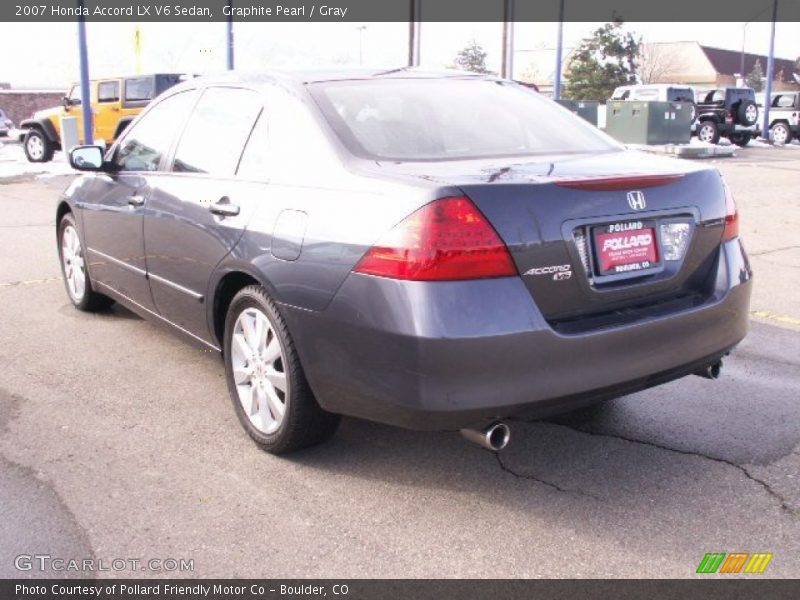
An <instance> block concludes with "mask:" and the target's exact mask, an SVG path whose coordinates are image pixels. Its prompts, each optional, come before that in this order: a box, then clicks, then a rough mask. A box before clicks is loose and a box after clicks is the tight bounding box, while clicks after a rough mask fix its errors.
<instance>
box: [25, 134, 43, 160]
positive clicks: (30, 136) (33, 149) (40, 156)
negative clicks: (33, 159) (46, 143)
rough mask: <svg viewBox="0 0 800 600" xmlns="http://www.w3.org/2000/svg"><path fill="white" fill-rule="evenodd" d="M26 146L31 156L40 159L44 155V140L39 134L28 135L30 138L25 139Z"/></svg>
mask: <svg viewBox="0 0 800 600" xmlns="http://www.w3.org/2000/svg"><path fill="white" fill-rule="evenodd" d="M25 146H26V147H27V149H28V154H29V155H30V157H31V158H33V159H35V160H39V159H40V158H42V156H44V142H43V141H42V138H41V137H39V136H38V135H30V136H28V139H27V140H26V141H25Z"/></svg>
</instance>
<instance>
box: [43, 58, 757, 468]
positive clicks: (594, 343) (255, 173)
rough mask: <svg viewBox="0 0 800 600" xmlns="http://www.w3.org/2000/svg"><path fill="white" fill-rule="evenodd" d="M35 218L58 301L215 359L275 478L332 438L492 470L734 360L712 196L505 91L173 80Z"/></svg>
mask: <svg viewBox="0 0 800 600" xmlns="http://www.w3.org/2000/svg"><path fill="white" fill-rule="evenodd" d="M70 158H71V162H72V164H73V166H74V167H76V168H78V169H80V170H83V171H89V172H91V173H90V174H87V175H85V176H83V177H81V178H78V179H76V180H75V181H74V182H73V183H72V184H71V185H70V186H69V188H68V189H67V190H66V192H65V193H64V195H63V198H62V200H61V202H60V203H59V206H58V214H57V223H58V246H59V252H60V257H61V264H62V268H63V272H64V280H65V282H66V287H67V292H68V294H69V297H70V299H71V300H72V302H73V303H74V304H75V306H77V307H78V308H79V309H82V310H94V309H98V308H101V307H104V306H106V305H108V304H109V303H110V302H111V301H116V302H119V303H121V304H123V305H125V306H126V307H128V308H129V309H131V310H133V311H135V312H136V313H138V314H140V315H142V316H144V317H146V318H149V319H153V320H155V321H158V322H161V323H163V324H165V325H166V326H167V327H169V328H171V329H172V330H174V331H176V332H178V333H179V334H182V335H183V336H185V337H186V338H187V339H189V340H191V341H193V342H196V343H198V344H201V345H203V346H205V347H208V348H212V349H214V350H216V351H219V352H221V353H222V356H223V359H224V363H225V368H226V373H227V380H228V386H229V389H230V395H231V398H232V400H233V404H234V407H235V409H236V412H237V414H238V416H239V419H240V420H241V422H242V424H243V425H244V427H245V429H246V430H247V432H248V433H249V434H250V436H251V437H252V438H253V439H254V440H255V441H256V442H258V443H259V444H261V445H263V446H264V448H265V449H267V450H268V451H270V452H274V453H282V452H288V451H291V450H296V449H298V448H301V447H304V446H308V445H311V444H314V443H317V442H319V441H321V440H323V439H325V438H326V437H328V436H330V435H331V434H332V433H333V432H334V430H335V429H336V426H337V424H338V421H339V415H352V416H356V417H363V418H366V419H372V420H376V421H381V422H385V423H390V424H394V425H399V426H403V427H410V428H414V429H463V430H464V431H465V433H466V434H467V436H468V437H471V438H472V439H475V440H476V441H479V442H480V443H482V444H484V445H485V446H487V447H490V448H492V449H498V448H500V447H502V446H503V445H504V444H505V443H506V442H507V440H508V429H507V427H506V426H505V425H504V424H502V420H503V419H504V418H510V417H517V416H534V417H535V416H540V415H546V414H550V413H553V412H559V411H566V410H569V409H572V408H575V407H578V406H581V405H584V404H587V403H591V402H596V401H599V400H603V399H607V398H611V397H614V396H619V395H621V394H627V393H630V392H634V391H636V390H640V389H643V388H646V387H649V386H652V385H656V384H660V383H663V382H666V381H670V380H673V379H676V378H679V377H682V376H685V375H688V374H692V373H698V374H705V375H707V376H709V377H715V376H717V375H718V373H719V367H720V364H721V359H722V357H723V356H724V355H725V354H726V353H728V352H729V351H730V350H731V349H732V348H733V347H734V346H735V345H736V344H737V343H738V342H739V341H740V340H741V339H742V338H743V337H744V336H745V334H746V331H747V323H748V304H749V299H750V288H751V270H750V266H749V264H748V260H747V257H746V255H745V252H744V250H743V248H742V244H741V242H740V240H739V237H738V215H737V212H736V207H735V205H734V203H733V200H732V198H731V196H730V194H729V192H728V189H727V187H726V185H725V183H724V182H723V180H722V178H721V177H720V174H719V173H718V172H717V171H716V170H715V169H713V168H710V167H708V166H706V165H705V164H690V163H687V162H681V161H677V160H674V159H671V158H658V157H654V156H650V155H645V154H641V153H635V152H628V151H626V150H625V149H624V148H622V147H620V146H619V145H618V144H617V143H615V142H614V141H613V140H611V139H610V138H608V137H606V136H605V135H604V134H603V133H601V132H600V131H598V130H596V129H595V128H593V127H591V126H589V125H588V124H586V123H585V122H583V121H582V120H581V119H579V118H578V117H576V116H574V115H573V114H571V113H570V112H568V111H566V110H565V109H563V108H561V107H560V106H558V105H556V104H555V103H553V102H551V101H549V100H547V99H545V98H543V97H541V96H540V95H538V94H537V93H534V92H532V91H530V90H528V89H526V88H524V87H521V86H519V85H517V84H515V83H512V82H509V81H504V80H500V79H496V78H493V77H485V76H474V75H469V74H462V73H457V74H452V73H451V74H447V73H423V72H420V71H416V70H394V71H386V72H358V73H355V74H354V73H352V72H351V73H330V72H327V73H305V74H293V75H286V74H271V75H263V76H247V77H245V76H241V75H233V76H229V77H227V78H220V79H195V80H192V81H189V82H187V83H185V84H182V85H180V86H178V87H176V88H173V89H171V90H170V91H169V92H167V93H166V94H164V95H163V96H161V97H160V98H159V99H158V100H156V101H155V102H154V103H153V104H152V105H151V106H150V107H149V108H148V109H147V110H146V111H145V112H144V113H143V114H142V115H141V116H140V117H139V118H138V119H137V120H136V121H135V122H134V123H133V124H132V125H131V126H130V127H129V128H128V129H127V130H126V132H125V133H124V135H123V136H122V137H121V138H120V139H119V140H118V141H117V143H115V144H114V145H113V146H112V147H111V148H110V149H109V150H108V151H107V152H106V153H105V154H103V151H102V150H101V149H100V148H98V147H91V146H84V147H79V148H76V149H74V150H73V151H72V153H71V157H70Z"/></svg>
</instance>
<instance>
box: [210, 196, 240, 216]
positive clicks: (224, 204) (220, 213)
mask: <svg viewBox="0 0 800 600" xmlns="http://www.w3.org/2000/svg"><path fill="white" fill-rule="evenodd" d="M208 210H210V211H211V212H212V213H214V214H215V215H219V216H220V217H235V216H236V215H238V214H239V205H238V204H231V200H230V198H228V197H227V196H223V197H222V198H220V199H219V202H217V203H216V204H212V205H211V206H209V207H208Z"/></svg>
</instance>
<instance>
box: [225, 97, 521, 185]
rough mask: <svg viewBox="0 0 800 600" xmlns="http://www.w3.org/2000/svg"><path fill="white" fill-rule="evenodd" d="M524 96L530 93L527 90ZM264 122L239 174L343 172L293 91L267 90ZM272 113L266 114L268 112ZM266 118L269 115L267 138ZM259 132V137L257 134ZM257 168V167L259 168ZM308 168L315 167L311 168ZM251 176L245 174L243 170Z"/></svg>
mask: <svg viewBox="0 0 800 600" xmlns="http://www.w3.org/2000/svg"><path fill="white" fill-rule="evenodd" d="M525 93H528V92H527V91H526V92H525ZM266 105H267V108H266V110H265V113H264V114H263V115H262V119H259V120H260V121H261V120H264V122H263V123H259V124H258V126H257V129H259V130H260V131H253V135H252V136H250V141H249V142H248V144H247V150H246V154H245V156H242V166H241V167H240V171H239V174H240V175H242V176H243V177H244V176H247V177H251V178H253V179H257V180H258V179H260V180H264V179H267V178H268V179H269V180H270V181H272V182H275V183H284V182H291V183H295V184H296V183H297V182H300V181H302V182H305V183H308V184H310V185H316V184H315V183H313V182H316V181H325V182H327V183H330V182H331V181H334V180H335V178H336V177H338V176H340V173H341V166H340V165H341V162H340V160H339V157H338V155H337V154H336V151H335V150H334V147H333V146H332V145H331V142H330V140H329V138H328V137H327V135H326V134H325V131H324V130H323V129H322V127H321V126H320V124H319V123H318V121H317V120H316V119H315V118H314V114H313V113H314V111H315V110H316V108H315V107H312V106H309V105H308V104H306V103H305V102H303V100H302V98H300V97H298V96H297V95H296V94H294V93H293V92H289V91H287V90H285V89H283V88H279V87H272V86H270V87H268V88H266ZM267 112H268V113H269V115H267V114H266V113H267ZM266 116H269V117H270V118H269V134H268V135H267V123H266V118H265V117H266ZM257 133H258V135H256V134H257ZM251 144H259V145H260V147H259V150H258V152H259V153H263V155H262V157H261V158H260V161H255V160H253V162H246V159H247V160H248V161H249V157H248V156H247V154H248V153H249V152H250V150H251V148H250V146H251ZM256 165H257V166H256ZM308 165H314V168H313V169H309V168H308ZM245 169H247V170H248V173H247V175H245V172H244V170H245Z"/></svg>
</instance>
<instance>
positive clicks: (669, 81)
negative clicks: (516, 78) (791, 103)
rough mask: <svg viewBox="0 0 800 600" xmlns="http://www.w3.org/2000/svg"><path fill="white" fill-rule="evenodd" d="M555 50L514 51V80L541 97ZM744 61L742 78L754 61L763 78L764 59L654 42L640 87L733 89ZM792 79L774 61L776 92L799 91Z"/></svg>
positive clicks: (548, 77)
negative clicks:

_ _ _ _ _

Required work: In the data above, which lines lie between the line with "146L31 156L40 159L44" and the line with "positive clicks: (594, 343) (255, 173)", inclusive? Print those lines exactly and nothing else.

Solution to this exercise:
rough mask: <svg viewBox="0 0 800 600" xmlns="http://www.w3.org/2000/svg"><path fill="white" fill-rule="evenodd" d="M26 146L31 156L40 159L44 155V140L39 134L28 135L30 138L25 139Z"/></svg>
mask: <svg viewBox="0 0 800 600" xmlns="http://www.w3.org/2000/svg"><path fill="white" fill-rule="evenodd" d="M25 146H26V147H27V149H28V154H29V155H30V157H31V158H33V159H35V160H39V159H40V158H42V156H44V142H43V141H42V138H41V137H39V136H38V135H30V136H28V139H27V140H26V141H25Z"/></svg>
</instance>
<instance>
box: [43, 58, 757, 468]
positive clicks: (594, 343) (255, 173)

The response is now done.